◆ **What to do**: How many lines below contain the word "background"? Answer with that number alone.
[[ Task material open ]]
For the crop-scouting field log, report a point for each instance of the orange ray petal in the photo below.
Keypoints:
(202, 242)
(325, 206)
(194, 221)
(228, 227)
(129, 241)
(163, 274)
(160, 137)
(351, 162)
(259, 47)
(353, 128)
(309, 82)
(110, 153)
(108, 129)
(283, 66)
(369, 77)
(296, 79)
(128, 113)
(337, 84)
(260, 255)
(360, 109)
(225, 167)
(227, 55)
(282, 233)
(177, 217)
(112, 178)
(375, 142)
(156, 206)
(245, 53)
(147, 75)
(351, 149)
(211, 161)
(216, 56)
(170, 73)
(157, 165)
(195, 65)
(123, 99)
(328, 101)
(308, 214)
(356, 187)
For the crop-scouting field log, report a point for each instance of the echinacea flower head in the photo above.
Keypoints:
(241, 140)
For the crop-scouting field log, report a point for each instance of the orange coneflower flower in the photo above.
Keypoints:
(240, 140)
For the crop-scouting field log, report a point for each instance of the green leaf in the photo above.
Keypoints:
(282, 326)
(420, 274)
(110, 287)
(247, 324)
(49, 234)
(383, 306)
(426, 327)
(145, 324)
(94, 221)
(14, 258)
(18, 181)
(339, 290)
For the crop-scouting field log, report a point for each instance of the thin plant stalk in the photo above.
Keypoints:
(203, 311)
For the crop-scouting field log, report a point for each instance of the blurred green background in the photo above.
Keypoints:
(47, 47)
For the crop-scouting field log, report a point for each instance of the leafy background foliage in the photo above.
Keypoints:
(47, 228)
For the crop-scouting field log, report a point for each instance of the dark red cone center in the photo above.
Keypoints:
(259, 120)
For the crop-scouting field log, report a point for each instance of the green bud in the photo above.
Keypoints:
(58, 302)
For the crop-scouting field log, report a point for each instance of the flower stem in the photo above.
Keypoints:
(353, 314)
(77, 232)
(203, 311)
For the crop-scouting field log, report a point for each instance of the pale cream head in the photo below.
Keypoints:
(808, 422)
[[ Task material closed ]]
◆ **Task answer**: 2